▸ 任务请求:
返回下列所有含有字符串“tweed”的行，原样照录。

:::::

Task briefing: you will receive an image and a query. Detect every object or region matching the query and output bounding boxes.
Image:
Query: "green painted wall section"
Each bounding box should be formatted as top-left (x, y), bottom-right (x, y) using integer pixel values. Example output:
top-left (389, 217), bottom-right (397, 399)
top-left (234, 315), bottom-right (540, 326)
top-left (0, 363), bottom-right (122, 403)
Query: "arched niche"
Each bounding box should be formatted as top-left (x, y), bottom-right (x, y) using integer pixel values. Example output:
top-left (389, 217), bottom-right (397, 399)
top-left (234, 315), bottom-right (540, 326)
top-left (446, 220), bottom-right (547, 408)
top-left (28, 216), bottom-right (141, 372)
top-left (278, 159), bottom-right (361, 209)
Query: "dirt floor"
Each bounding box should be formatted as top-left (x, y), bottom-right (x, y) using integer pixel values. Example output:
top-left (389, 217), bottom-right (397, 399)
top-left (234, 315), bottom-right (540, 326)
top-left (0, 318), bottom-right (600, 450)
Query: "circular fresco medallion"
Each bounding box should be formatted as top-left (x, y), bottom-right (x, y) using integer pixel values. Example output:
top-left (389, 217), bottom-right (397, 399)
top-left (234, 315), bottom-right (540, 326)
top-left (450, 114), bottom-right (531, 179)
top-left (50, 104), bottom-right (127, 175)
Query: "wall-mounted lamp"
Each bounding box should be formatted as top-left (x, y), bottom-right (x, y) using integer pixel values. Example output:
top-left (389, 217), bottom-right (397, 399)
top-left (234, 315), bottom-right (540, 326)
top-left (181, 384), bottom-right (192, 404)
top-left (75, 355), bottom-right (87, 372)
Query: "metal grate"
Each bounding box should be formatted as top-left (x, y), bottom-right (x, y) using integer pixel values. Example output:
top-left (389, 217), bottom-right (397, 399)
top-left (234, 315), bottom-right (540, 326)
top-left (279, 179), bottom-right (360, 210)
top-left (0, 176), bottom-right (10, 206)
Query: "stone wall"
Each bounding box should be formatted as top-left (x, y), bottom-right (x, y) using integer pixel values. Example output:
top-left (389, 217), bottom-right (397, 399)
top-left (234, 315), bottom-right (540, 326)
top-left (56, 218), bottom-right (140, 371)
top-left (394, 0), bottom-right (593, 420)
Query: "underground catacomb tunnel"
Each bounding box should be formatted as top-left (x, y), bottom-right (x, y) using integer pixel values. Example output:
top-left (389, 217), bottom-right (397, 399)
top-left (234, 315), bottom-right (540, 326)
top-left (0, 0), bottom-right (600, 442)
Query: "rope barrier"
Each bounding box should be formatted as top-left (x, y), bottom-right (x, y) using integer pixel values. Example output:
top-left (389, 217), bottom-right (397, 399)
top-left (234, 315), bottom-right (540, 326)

:::::

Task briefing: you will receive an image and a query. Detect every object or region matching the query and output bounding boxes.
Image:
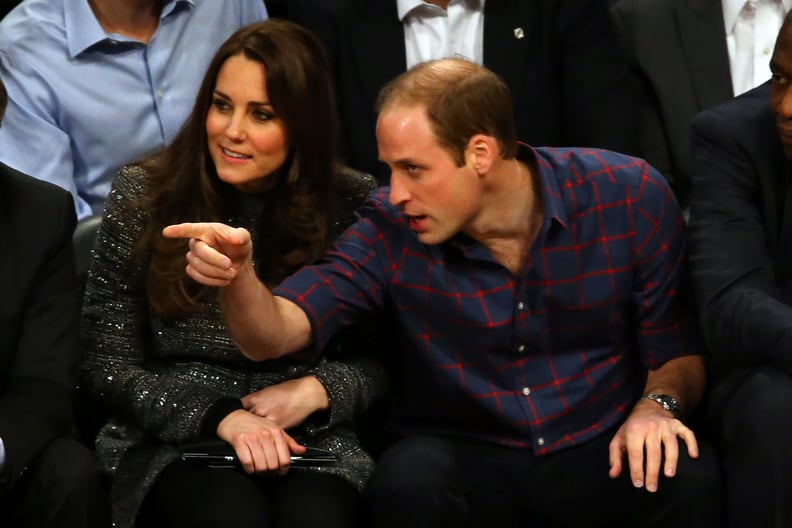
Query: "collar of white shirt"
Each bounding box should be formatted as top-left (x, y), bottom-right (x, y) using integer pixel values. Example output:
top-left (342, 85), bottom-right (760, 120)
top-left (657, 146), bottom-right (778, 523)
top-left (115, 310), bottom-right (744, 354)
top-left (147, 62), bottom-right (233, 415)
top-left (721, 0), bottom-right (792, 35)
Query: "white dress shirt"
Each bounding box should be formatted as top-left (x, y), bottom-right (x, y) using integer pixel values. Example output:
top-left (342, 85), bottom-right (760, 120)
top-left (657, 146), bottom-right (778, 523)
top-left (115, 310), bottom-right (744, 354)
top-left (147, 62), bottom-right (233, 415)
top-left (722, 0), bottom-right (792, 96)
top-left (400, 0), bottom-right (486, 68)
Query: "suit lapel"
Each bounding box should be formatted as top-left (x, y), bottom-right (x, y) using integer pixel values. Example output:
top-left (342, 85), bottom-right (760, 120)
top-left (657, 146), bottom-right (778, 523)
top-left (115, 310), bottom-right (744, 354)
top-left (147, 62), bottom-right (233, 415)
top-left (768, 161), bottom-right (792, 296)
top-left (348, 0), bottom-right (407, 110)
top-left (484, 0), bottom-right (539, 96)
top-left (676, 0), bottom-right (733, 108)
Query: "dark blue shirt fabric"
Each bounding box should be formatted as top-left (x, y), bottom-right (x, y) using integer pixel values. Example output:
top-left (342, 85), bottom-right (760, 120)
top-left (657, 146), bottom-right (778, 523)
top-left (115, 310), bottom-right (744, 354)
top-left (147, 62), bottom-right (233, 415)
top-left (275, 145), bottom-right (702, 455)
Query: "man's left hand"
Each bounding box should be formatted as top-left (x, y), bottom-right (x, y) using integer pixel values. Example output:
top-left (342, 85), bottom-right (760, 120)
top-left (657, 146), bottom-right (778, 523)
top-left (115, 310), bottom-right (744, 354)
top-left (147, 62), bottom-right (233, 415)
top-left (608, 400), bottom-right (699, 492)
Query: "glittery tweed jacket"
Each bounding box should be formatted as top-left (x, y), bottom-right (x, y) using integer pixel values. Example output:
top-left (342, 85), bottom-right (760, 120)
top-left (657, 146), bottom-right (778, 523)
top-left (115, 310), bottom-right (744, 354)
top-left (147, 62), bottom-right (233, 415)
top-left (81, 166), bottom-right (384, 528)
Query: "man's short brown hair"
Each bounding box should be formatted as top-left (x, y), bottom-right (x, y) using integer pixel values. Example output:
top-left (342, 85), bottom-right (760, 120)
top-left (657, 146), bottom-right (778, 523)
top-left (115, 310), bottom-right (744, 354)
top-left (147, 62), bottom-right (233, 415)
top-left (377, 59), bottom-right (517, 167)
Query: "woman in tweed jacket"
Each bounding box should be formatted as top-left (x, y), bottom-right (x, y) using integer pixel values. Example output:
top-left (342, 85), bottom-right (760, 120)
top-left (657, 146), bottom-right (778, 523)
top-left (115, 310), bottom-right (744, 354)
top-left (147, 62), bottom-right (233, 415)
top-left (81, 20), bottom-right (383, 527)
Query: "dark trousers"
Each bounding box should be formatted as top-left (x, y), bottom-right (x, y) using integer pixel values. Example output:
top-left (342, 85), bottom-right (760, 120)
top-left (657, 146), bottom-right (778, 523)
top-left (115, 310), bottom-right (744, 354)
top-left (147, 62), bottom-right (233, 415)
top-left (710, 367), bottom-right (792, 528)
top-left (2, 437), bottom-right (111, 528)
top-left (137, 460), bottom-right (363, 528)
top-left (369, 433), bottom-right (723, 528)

:::::

▸ 已完成任务:
Query: "glittery tweed jacket"
Query: "woman in tweed jacket"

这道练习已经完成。